**Set exercise A**
Repeat the records verbatim, from the line containing "Drop one marker on each instance of the sepia" to the line containing "[[229, 207]]", both lines included.

**Document extract**
▼
Beta testing an iPhone app – RunKeeper

RunKeeper

I recently got a chance to be a beta tester for an iPhone application. Specifically it was for an updated version of the RunKeeper Pro application. (iTunes link) This application will track your speed and distance for a particular activity (walking, running, cycling, etc) and then plot your course on a google map for you to look at and share with others (if you like). They even have integration with Twitter so you can tweet your results!

How did I get this chance? Read on for a bit of background before I talk about the experience.

Back around the middle of January, I noticed a tweet by iphoneincanada saying that for one day only the RunKeeper Pro application for the iPhone was free. (As a side note, I read later that the reason it was free for a day had something to do with being able to introduce two versions (free/paid) but allow existing customers access to the ‘Pro’ version for no charge – some shortcoming of the iPhone App Store I think) Anyway, with me being such a fan of free stuff, I decided to download the RunKeeper Pro version for free, just in case I’d ever want to use it. I remember thinking at the time that I couldn’t see myself ‘lugging’ my iPhone with me on runs, it just seemed too bulky. This is kind of funny when you consider I used to drag my Garmin eTrex Legend along with me on some runs just to be able to get a GPS track of the run, but maybe not as funny when you consider I had been using an iPod shuffle on my runs in the not too distant past.

Anyway, the app sat there on my iPhone for quite a while – I didn’t even fire it up to have a look at it. I don’t remember what prompted me, but one day on one of my lunchtime runs I decided to bring my iPhone along and try the application out. We got outside and in view of the sky and I started up the application. It seemed to be taking quite a while to acquire my position so we decided to just start running (it was damn cold that day and standing still waiting for the phone to figure out where I was didn’t seem like a good idea at the time) and once I noticed it had a signal, I’d start the timer. Unfortunately I had turned off my cell radio before the run, thinking that would save battery, without thinking about the fact that the GPS receiver in the iPhone is an A-GPS receiver. D’oh! A short way into the run, after realizing why it wasn’t finding me, I switched the cell radio back on and re-started the RunKeeper application. It found me right away and I stuck the phone in my jacket pocket for the rest of the run. Obviously I didn’t capture my whole run, but I was still able to look at what data was captured and how it was presented. You can have a look here for results from that first run.
▲
**Set exercise B**
Proceed with the account of beta testing the RunKeeper iPhone app, starting right after its last sentence.

[Dataset entries]
▼
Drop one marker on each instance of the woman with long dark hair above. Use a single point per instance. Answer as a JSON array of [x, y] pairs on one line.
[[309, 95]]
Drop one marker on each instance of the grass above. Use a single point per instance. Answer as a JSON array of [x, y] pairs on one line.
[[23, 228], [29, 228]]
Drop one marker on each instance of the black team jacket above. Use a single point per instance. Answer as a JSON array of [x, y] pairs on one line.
▲
▼
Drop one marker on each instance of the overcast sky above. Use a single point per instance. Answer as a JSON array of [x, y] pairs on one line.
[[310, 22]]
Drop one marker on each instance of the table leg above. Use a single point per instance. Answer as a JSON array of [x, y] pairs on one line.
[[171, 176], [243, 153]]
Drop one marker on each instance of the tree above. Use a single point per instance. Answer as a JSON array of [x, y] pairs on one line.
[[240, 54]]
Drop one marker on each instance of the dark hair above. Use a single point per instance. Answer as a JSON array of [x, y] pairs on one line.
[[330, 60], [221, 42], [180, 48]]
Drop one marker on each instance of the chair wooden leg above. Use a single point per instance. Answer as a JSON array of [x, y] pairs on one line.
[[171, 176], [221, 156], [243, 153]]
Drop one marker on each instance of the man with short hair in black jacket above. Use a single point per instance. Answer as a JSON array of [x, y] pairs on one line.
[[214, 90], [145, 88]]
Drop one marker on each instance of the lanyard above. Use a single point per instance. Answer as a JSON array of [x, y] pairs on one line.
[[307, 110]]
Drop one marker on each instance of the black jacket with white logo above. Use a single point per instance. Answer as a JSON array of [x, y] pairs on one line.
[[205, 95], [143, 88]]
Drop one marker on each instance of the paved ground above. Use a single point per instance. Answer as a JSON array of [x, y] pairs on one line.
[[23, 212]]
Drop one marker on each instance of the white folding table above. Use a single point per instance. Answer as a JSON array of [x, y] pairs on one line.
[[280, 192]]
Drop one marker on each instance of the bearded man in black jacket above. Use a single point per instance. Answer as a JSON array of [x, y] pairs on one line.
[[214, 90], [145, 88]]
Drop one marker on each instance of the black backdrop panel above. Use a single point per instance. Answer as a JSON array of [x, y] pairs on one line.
▲
▼
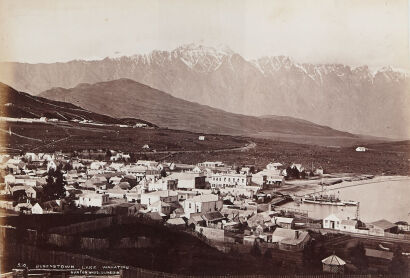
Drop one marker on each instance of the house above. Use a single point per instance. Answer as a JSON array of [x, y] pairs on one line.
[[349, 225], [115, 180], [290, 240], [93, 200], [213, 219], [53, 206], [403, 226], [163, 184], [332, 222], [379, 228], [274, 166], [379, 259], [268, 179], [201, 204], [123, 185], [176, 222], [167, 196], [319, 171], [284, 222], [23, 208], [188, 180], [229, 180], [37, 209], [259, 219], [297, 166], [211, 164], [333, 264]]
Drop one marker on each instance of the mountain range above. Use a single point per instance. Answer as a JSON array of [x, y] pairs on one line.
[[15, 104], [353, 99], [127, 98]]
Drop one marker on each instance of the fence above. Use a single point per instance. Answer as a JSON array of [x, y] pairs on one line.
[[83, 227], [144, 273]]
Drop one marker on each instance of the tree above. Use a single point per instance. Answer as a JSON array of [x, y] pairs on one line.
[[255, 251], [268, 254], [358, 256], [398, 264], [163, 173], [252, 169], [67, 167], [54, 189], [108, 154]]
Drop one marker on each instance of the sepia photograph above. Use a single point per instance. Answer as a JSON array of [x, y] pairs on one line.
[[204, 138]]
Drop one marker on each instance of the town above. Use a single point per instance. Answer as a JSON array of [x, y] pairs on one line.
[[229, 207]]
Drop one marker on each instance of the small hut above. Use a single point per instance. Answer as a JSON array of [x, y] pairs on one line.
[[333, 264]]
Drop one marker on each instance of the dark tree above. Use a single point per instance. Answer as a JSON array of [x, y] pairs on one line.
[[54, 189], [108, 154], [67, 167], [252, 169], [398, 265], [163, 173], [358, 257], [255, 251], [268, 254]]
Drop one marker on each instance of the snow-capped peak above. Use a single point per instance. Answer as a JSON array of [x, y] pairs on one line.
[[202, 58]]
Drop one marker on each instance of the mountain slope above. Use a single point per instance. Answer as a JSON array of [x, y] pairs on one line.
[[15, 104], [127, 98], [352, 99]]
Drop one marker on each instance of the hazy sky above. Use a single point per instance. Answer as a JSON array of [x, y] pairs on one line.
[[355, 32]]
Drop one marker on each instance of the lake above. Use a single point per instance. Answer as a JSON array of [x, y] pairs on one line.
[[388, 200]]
▲
**Output A**
Drop one marker on each instance of the sepia photograph above. Use a single point per instance. Answer as a JSON array of [x, y] pairs on one line.
[[204, 138]]
Drop one marker on each instance of the town above. Use a single point per instance. Answer as a JSON array of [x, y] pairs on one line.
[[229, 207]]

**Output B**
After a couple more runs, I decided that I had enough user experience that I might have some useful feedback. I sent a message to the RunKeeper twitter account asking how I could supply some feedback to them. I immediately was told that I could send it by email, post in their forums, or even just through twitter. Since I tend to be somewhat long winded (notice the length of this post), I opted to go the email route. I sent off an email to Jason Jacobs, the man behind RunKeeper, giving my feedback. I quickly got an email back thanking me for my feedback and basically telling me that they were either already considering or in the middle of implementing nearly everything I had mentioned. Cool! I considered this reply email as a green light to continue sending feedback to them as I continued to use the application. It was after my second, or perhaps third, email that Jason asked me if I’d like to be a beta tester for the updated version of RunKeeper that they were working on. I jumped at the chance! Not only would I get to try out the new version of the app, but it was added motivation to make sure I was keeping up with my running – something that isn’t always easy in the dead of winter in Canada.

This new version, which has since been released to the App Store, added in audio cues to the application. You could set it up to talk to you every 5 minutes, or every km / mile. In addition, you can tap the screen to get all the vital stats of your run at any time – things like elapsed time, elapsed distance, and speed/pace. Overall, I think it was a great improvement to the application and I was happy to be able to try it out first and give my feedback. Hopefully the little bit of ‘work’ I’ve done for them will offset the fact that I didn’t actually pay for the PRO version of the app. :)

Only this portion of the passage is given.